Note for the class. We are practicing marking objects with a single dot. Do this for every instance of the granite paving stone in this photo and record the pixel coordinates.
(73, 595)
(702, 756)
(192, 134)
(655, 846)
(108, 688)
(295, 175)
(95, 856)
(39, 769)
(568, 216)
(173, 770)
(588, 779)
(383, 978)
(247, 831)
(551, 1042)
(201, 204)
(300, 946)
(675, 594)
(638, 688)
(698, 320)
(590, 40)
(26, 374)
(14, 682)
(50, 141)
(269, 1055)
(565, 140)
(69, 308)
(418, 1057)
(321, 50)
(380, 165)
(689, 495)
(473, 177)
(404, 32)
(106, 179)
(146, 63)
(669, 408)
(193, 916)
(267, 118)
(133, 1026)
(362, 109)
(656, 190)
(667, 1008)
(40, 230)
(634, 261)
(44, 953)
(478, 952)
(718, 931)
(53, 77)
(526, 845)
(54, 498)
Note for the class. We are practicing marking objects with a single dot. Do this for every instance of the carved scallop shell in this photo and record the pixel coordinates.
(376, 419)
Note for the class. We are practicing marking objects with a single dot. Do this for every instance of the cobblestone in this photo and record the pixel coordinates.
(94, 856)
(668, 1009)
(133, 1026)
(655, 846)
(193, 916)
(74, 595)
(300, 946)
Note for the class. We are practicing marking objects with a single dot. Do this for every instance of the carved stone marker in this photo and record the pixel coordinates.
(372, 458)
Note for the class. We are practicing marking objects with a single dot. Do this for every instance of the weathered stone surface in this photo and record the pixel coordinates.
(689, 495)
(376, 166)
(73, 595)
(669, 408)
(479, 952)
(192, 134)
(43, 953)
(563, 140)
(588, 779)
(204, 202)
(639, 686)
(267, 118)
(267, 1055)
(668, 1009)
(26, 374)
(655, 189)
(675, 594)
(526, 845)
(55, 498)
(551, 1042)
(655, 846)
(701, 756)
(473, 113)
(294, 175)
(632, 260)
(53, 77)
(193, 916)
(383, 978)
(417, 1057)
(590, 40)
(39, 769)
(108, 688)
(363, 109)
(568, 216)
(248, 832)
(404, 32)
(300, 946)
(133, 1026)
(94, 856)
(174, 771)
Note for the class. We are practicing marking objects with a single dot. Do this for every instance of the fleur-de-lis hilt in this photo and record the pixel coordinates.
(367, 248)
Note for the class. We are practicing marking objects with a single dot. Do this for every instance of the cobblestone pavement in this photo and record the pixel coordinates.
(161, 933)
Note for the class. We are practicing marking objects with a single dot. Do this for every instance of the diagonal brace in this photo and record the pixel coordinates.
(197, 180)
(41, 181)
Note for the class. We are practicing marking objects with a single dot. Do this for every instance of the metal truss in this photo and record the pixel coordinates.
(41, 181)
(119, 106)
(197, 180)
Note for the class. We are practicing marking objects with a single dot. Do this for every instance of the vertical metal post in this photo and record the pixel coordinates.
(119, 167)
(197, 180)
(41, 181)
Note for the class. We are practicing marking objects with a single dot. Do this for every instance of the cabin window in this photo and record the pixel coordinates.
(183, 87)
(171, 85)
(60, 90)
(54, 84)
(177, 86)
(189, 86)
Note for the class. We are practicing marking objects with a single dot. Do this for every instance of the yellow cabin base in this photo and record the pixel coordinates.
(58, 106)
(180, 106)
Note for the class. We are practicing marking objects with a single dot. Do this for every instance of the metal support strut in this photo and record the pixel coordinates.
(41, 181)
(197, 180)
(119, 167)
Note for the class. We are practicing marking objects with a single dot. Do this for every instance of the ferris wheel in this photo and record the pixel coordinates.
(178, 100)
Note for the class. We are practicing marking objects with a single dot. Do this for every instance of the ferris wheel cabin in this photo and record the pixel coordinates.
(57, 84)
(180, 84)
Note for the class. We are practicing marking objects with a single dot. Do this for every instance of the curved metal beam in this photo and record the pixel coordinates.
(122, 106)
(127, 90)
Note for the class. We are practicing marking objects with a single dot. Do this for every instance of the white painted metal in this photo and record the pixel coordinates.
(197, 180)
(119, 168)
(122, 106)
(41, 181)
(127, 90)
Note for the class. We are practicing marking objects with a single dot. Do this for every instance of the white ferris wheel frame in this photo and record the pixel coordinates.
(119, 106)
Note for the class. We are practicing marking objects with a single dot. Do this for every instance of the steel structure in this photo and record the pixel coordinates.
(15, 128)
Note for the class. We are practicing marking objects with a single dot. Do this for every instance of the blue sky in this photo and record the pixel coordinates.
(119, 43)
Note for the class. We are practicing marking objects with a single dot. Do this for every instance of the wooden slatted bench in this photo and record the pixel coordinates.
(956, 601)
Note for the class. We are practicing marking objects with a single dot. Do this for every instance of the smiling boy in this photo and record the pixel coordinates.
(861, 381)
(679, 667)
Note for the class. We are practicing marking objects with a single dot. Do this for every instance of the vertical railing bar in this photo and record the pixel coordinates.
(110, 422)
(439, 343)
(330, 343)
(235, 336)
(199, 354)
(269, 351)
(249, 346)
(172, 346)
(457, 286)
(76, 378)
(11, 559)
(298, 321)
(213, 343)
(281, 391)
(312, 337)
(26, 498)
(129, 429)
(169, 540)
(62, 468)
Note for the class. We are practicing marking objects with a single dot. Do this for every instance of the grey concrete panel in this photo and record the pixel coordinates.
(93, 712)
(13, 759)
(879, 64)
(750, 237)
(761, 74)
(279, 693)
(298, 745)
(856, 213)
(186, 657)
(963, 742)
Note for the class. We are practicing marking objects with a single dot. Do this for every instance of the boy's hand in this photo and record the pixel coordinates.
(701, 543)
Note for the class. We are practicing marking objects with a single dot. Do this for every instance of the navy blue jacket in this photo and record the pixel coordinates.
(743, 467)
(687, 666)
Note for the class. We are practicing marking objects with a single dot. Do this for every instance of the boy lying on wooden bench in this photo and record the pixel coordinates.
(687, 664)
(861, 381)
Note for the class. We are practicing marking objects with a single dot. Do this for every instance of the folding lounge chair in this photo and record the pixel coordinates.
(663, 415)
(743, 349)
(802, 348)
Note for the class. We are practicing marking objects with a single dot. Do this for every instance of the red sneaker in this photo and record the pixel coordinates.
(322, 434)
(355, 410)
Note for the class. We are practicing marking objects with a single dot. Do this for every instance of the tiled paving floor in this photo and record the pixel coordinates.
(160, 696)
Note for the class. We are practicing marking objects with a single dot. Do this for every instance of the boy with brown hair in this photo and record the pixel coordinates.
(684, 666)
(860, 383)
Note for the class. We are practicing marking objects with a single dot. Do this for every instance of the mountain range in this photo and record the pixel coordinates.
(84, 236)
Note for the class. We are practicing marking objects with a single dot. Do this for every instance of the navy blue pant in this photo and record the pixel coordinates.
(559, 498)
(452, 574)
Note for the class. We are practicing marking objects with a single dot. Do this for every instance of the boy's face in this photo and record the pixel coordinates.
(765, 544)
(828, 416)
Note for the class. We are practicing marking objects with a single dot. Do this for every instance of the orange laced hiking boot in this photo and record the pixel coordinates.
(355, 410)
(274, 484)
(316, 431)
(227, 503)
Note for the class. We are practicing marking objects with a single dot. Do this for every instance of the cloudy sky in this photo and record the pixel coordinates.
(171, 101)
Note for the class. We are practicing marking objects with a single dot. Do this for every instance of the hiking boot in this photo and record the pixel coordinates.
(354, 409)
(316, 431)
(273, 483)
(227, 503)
◆ ◆ ◆ ◆ ◆
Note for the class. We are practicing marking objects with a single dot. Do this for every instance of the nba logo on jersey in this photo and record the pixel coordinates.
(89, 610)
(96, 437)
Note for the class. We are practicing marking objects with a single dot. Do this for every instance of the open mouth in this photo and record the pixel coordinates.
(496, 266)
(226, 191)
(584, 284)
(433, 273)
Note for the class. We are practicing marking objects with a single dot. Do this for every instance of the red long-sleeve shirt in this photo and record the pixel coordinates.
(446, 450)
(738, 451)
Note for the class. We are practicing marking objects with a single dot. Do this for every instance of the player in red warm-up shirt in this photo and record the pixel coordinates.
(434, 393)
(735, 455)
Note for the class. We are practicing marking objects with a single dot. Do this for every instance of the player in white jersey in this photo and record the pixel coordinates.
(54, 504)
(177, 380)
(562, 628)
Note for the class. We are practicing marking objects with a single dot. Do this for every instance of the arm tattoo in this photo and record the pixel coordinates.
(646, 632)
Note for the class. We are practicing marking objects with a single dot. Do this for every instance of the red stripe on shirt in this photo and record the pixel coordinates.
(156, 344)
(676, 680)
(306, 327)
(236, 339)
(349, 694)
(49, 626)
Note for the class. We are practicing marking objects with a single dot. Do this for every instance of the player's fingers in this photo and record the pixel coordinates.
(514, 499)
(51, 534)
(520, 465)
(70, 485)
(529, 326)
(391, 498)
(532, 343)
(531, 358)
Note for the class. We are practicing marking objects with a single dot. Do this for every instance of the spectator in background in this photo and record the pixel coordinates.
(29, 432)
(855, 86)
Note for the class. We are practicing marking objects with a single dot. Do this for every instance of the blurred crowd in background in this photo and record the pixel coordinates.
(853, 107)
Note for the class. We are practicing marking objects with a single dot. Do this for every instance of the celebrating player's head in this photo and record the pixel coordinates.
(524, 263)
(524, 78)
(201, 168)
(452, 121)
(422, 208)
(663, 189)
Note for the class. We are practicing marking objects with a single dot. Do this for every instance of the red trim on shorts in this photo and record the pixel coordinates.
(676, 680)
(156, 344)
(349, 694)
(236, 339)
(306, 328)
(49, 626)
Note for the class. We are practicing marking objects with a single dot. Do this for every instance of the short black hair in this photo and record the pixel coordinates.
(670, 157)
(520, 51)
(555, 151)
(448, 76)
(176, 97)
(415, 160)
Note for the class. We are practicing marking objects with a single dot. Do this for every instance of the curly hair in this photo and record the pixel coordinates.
◆ ◆ ◆ ◆ ◆
Required work => From the records above, copy only the lines starting with the line that holds "of the blurred" and going on through the line that holds "of the curly", exactly as written.

The completed task =>
Note for the class. We are practicing marking objects with a single dot. Do this for every instance of the blurred crowd in background in this photo and record the pixel coordinates.
(853, 107)
Note for the class. We are practicing marking objects with a single dot. Do this for every instance of the celebrating player's head in this photo and record the pixel coordinates.
(524, 263)
(524, 78)
(201, 168)
(452, 121)
(422, 208)
(663, 189)
Note for the class. We are practicing marking objects with a single dot. Do this for every instance of the red trim on shorts in this photo and record the pixel coordinates.
(676, 680)
(156, 344)
(349, 694)
(236, 339)
(306, 328)
(49, 626)
Note for the class. We are practicing marking objects with a single dot. Do this for every instance of the short black hair in this photo and record the pixel coordinates.
(670, 157)
(520, 51)
(555, 151)
(448, 76)
(176, 97)
(415, 160)
Note for the class. We are practicing marking objects with a single dot. Do this for every instance of the curly hair in this photo and record the pixel coordinates.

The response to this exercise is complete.